==== Provided passage

Monday, May 31, 2010

268: Jesus?

Micah 1-7
"But you, Bethlehem Ephrathah, though you are small among the clans of Judah, out of you will come for me one who will be ruler over Israel, whose origins are from of old, from ancient times." - Micah 5:2

After today, there are 6 more days, and 6 more books till the New Testament. Why do I feel like they're all going to be exactly the same? Micah fits the Old Testament book mold perfectly.

Chapter 1 is God's judgement against Israel. As usual, the Israelites are supposed to weep and mourn because God is going to make their life so terrible. Chapter 2 is a continuation of this judgement. Chapter 2 ends with a promise that Israel will be rebuilt. How original.

Chapter 3 is yet another chapter in which God rebukes Israel for their many sins. God says that if his people eat each other he will not answer them when they cry out for forgiveness. This is an inconsistency in two ways. One, this is a way that God has punished Israel. He has explicitly caused the Israelites to eat each other (their children) as a punishment for their sins. So he's punishing people for sin by making them sin? Two, God has promised in many cases that if only the Israelites would cry out for forgiveness, he would immediately forgive them. Because God is "abounding in love and slow to anger" (yeah, right). Not only is God punishing the Israelites by making them sin, but he won't forgive them for the sin he forced them to commit.

========
==== Rows

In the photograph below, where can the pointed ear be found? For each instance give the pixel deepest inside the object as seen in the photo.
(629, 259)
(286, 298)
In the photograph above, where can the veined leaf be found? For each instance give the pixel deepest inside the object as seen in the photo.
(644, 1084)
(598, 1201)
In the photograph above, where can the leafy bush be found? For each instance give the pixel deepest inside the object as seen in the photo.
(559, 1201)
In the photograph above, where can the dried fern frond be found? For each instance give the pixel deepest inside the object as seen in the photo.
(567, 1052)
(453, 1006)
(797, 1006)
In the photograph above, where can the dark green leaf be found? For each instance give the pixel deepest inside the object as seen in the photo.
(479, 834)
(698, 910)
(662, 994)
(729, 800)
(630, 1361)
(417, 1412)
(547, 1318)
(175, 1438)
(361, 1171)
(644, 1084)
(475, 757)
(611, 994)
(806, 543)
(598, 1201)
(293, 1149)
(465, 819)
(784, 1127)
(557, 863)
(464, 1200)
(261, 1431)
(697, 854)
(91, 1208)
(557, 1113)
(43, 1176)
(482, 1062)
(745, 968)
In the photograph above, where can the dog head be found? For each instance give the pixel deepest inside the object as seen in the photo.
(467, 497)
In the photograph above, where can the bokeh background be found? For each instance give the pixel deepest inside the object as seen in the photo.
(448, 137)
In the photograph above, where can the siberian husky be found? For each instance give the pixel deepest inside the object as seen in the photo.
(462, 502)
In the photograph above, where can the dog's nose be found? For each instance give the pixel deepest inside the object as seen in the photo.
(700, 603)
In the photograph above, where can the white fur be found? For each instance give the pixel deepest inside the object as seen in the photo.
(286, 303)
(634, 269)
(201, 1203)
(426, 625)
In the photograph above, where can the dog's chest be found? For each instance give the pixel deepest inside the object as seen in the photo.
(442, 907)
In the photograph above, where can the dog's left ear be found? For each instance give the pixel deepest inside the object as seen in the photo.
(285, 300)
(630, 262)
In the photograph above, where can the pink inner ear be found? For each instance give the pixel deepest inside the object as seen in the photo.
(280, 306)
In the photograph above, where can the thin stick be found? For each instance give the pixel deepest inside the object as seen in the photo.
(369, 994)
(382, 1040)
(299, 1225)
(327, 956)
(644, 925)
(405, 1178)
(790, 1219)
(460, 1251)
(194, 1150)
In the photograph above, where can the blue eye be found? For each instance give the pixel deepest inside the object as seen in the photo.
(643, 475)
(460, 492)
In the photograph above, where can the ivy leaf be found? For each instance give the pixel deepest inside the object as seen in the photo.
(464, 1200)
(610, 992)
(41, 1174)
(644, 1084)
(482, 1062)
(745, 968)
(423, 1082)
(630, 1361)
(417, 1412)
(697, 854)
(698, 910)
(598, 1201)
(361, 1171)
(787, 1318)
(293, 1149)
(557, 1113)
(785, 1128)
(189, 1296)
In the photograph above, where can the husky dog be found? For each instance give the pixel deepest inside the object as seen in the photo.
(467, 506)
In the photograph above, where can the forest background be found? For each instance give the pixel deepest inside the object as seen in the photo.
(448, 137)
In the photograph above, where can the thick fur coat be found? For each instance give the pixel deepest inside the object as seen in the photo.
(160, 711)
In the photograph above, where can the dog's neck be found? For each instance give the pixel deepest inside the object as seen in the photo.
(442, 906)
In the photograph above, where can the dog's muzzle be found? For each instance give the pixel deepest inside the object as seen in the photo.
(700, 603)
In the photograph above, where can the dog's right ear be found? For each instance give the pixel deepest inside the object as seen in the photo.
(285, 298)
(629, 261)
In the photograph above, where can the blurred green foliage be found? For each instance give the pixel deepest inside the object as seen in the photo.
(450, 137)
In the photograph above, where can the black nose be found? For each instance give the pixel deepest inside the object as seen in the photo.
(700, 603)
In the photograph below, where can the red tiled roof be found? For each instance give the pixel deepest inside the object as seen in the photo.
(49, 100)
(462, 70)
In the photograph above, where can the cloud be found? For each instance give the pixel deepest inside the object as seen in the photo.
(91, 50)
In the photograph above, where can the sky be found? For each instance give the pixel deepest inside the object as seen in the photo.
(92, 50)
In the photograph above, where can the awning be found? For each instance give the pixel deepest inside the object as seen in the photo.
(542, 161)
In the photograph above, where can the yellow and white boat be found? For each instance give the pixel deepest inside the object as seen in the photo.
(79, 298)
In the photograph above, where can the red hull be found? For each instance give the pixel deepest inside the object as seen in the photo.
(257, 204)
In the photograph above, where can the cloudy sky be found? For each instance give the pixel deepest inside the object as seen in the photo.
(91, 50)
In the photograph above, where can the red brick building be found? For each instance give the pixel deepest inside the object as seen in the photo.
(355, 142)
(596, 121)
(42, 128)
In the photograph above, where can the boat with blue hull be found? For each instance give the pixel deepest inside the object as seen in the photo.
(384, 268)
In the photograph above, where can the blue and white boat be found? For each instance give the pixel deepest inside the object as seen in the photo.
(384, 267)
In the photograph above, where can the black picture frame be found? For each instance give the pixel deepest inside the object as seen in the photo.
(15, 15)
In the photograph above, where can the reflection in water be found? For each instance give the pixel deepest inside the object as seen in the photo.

========

== Given request ==
From the post on Micah, write out the passage that begins with "Chapter 3 is" and ends after "them to commit.".

== Answer to this exercise ==
Chapter 3 is yet another chapter in which God rebukes Israel for their many sins. God says that if his people eat each other he will not answer them when they cry out for forgiveness. This is an inconsistency in two ways. One, this is a way that God has punished Israel. He has explicitly caused the Israelites to eat each other (their children) as a punishment for their sins. So he's punishing people for sin by making them sin? Two, God has promised in many cases that if only the Israelites would cry out for forgiveness, he would immediately forgive them. Because God is "abounding in love and slow to anger" (yeah, right). Not only is God punishing the Israelites by making them sin, but he won't forgive them for the sin he forced them to commit.